Photo-based referring expression data:
□ □ □ □ □ □ □
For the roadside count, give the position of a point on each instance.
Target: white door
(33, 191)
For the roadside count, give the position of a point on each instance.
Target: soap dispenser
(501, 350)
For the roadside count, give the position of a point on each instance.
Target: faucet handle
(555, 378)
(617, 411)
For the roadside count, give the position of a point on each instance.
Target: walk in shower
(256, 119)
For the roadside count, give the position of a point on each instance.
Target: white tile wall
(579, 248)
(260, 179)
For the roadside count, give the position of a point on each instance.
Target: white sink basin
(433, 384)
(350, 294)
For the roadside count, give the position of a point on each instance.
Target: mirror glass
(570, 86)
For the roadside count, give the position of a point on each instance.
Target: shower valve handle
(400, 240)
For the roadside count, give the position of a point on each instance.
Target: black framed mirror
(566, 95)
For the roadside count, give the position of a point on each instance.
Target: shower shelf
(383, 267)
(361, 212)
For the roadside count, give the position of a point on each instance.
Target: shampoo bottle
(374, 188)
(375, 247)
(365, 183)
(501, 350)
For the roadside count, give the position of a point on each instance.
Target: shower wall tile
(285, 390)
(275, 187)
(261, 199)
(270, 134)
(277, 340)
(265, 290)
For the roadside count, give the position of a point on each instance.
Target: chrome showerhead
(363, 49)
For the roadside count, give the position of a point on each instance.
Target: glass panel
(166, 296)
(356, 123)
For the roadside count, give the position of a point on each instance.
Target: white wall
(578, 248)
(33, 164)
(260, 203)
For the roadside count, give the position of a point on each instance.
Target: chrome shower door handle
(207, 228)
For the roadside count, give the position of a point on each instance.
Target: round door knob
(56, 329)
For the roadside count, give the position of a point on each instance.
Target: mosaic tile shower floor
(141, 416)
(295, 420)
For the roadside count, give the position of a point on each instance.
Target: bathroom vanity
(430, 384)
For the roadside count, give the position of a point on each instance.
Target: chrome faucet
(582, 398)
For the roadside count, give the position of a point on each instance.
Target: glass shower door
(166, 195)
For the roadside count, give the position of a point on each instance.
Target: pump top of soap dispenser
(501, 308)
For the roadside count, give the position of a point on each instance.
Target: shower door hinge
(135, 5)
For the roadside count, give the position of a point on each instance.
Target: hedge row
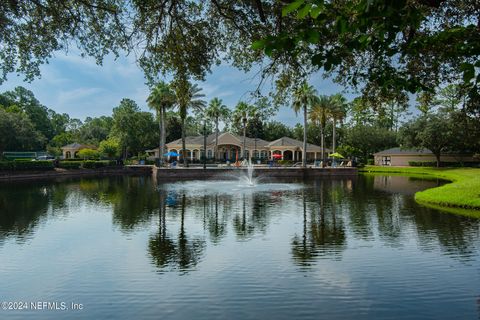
(25, 165)
(87, 164)
(442, 164)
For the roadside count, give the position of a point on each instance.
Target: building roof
(233, 139)
(404, 152)
(76, 145)
(289, 142)
(223, 138)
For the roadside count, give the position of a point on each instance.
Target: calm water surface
(133, 248)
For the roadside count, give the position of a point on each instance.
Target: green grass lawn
(463, 192)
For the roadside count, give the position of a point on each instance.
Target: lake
(136, 248)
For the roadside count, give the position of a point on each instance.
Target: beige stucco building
(70, 151)
(230, 148)
(399, 157)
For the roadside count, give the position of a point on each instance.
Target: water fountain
(237, 181)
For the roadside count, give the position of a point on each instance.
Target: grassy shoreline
(463, 192)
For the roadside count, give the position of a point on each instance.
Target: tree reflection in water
(182, 254)
(323, 232)
(331, 212)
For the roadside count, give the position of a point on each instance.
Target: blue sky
(77, 86)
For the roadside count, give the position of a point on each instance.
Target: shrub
(70, 164)
(7, 165)
(422, 163)
(90, 164)
(26, 165)
(442, 164)
(88, 154)
(285, 162)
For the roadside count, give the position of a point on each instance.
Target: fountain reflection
(323, 231)
(191, 215)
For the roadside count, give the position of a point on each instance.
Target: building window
(386, 161)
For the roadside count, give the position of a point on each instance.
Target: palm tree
(160, 99)
(319, 114)
(217, 111)
(241, 114)
(337, 113)
(304, 97)
(188, 97)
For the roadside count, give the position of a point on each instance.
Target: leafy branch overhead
(406, 45)
(383, 48)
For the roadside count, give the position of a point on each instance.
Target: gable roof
(233, 139)
(76, 145)
(288, 142)
(400, 151)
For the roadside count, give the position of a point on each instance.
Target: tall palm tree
(319, 114)
(337, 112)
(303, 98)
(160, 99)
(241, 114)
(217, 111)
(188, 97)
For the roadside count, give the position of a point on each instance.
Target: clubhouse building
(230, 148)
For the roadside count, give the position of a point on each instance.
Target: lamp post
(204, 144)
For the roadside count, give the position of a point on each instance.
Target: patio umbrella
(336, 155)
(171, 154)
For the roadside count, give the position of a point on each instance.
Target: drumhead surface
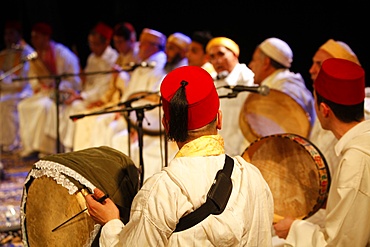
(47, 206)
(274, 113)
(295, 172)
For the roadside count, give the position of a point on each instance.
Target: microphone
(263, 90)
(30, 57)
(222, 75)
(132, 65)
(127, 103)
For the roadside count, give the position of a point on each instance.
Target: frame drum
(274, 113)
(54, 192)
(295, 170)
(152, 124)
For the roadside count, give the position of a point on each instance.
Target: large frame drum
(295, 171)
(54, 192)
(275, 113)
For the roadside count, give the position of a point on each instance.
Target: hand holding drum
(103, 212)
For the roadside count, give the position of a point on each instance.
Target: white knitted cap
(278, 50)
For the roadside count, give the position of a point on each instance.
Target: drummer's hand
(282, 227)
(103, 212)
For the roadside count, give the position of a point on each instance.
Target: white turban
(278, 50)
(179, 39)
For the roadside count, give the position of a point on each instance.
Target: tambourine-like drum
(275, 113)
(295, 171)
(54, 192)
(9, 59)
(152, 124)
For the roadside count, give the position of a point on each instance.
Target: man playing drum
(191, 118)
(339, 102)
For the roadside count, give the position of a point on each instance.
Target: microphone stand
(58, 79)
(2, 77)
(140, 116)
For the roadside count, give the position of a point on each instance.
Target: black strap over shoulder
(217, 198)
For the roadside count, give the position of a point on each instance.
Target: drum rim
(246, 127)
(321, 164)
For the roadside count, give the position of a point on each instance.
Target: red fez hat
(201, 94)
(11, 24)
(42, 27)
(105, 30)
(341, 81)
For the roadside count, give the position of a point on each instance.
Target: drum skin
(274, 113)
(45, 211)
(54, 192)
(295, 171)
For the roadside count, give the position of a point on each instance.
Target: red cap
(12, 24)
(201, 94)
(42, 27)
(341, 81)
(104, 30)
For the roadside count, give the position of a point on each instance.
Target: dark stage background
(304, 25)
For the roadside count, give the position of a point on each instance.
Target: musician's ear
(325, 109)
(165, 124)
(219, 120)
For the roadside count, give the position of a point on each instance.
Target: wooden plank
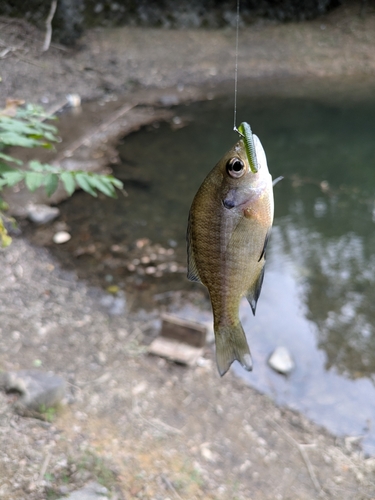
(175, 351)
(188, 332)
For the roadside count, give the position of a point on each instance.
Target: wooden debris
(175, 351)
(180, 340)
(188, 332)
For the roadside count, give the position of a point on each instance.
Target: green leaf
(51, 182)
(15, 139)
(116, 182)
(69, 182)
(36, 166)
(98, 182)
(5, 168)
(10, 158)
(83, 182)
(14, 177)
(34, 180)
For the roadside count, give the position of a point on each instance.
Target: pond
(319, 291)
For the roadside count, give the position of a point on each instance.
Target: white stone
(281, 360)
(41, 214)
(61, 237)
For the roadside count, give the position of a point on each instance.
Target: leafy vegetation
(25, 126)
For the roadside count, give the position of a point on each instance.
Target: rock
(38, 389)
(281, 361)
(169, 100)
(92, 491)
(41, 214)
(61, 237)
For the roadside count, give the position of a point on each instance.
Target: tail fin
(231, 344)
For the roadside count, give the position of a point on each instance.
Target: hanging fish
(229, 225)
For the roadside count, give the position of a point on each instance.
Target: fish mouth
(229, 204)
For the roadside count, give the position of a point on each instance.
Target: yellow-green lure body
(229, 224)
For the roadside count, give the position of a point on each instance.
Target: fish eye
(235, 167)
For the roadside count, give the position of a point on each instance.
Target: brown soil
(144, 427)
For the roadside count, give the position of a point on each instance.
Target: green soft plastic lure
(245, 132)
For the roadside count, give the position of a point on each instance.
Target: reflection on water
(319, 290)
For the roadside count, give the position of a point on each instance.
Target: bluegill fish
(229, 225)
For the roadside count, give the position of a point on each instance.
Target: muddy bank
(143, 427)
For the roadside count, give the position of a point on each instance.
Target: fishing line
(236, 67)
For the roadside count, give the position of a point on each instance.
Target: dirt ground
(143, 427)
□ □ □ □ □ □ □
Up to and including the last line of the data, copy each line exactly, starting with the line that contains "Target: pond".

# [Result]
Target: pond
(319, 291)
For the roadside count, give the position of a point on each instance.
Target: white stone
(281, 360)
(41, 214)
(61, 237)
For the roadside count, give the position of a point on each instance.
Target: leafy vegetation
(25, 126)
For the roadside count, give the position of a point on each instance.
Target: rock
(38, 389)
(281, 361)
(169, 100)
(92, 491)
(41, 214)
(61, 237)
For the roadside count, give the position of a point on each instance.
Target: tail fin
(231, 344)
For the roadside count, give the position of a point on each instance.
Target: hanging fish
(229, 225)
For the roadside count, give the position of a point on each instance.
Target: fish mouth
(229, 204)
For the roadside count, give the position of a point on each instance.
Target: yellow-green lure body
(229, 224)
For the roadside count, give the position of a point on each instance.
Target: fish eye
(235, 167)
For the roadside count, give the position of a point on each instance.
Target: brown soil
(144, 427)
For the roadside count, give the position of a point on each instance.
Target: green soft plastic lure
(245, 132)
For the roadside count, give the position of a point on each instance.
Target: reflection on water
(319, 290)
For the roadside count, give the position of a point on each instance.
Target: bluegill fish
(229, 225)
For the roadside count, give the position of a point on each instance.
Target: muddy bank
(143, 427)
For the roadside count, give the position of a point on each instance.
Target: fishing line
(236, 67)
For the roadside count, give the position of a point on each instance.
Target: dirt ground
(143, 427)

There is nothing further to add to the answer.